*Description of the task*
Each entry is to be given again word for word; images are dropped.

*Excerpted records*
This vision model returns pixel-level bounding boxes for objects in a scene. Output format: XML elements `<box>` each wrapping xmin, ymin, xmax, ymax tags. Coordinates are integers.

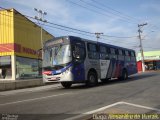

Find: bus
<box><xmin>42</xmin><ymin>36</ymin><xmax>137</xmax><ymax>88</ymax></box>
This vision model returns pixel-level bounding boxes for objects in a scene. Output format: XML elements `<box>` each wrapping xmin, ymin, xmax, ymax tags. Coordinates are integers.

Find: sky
<box><xmin>1</xmin><ymin>0</ymin><xmax>160</xmax><ymax>53</ymax></box>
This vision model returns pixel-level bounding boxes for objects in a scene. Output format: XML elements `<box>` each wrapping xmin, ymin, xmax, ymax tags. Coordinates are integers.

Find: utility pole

*Result for this task*
This vision model returns pixel-level bounding boxes for objects in a scene. Output format: XML elements `<box>` each wrapping xmin, ymin, xmax, ymax tags. Coordinates are integers.


Find: bus
<box><xmin>42</xmin><ymin>36</ymin><xmax>137</xmax><ymax>88</ymax></box>
This vision model returns pixel-level bounding boxes for objects in a scene. Output format: XML elements `<box>` each wrapping xmin, ymin, xmax, ymax tags. Coordinates are integers.

Find: sky
<box><xmin>1</xmin><ymin>0</ymin><xmax>160</xmax><ymax>53</ymax></box>
This vision model returns pixel-level bounding boxes for objects in a scene. Output format: XML elements `<box>` each wrapping xmin, ymin, xmax, ymax tags. Coordinates are integers.

Find: utility pole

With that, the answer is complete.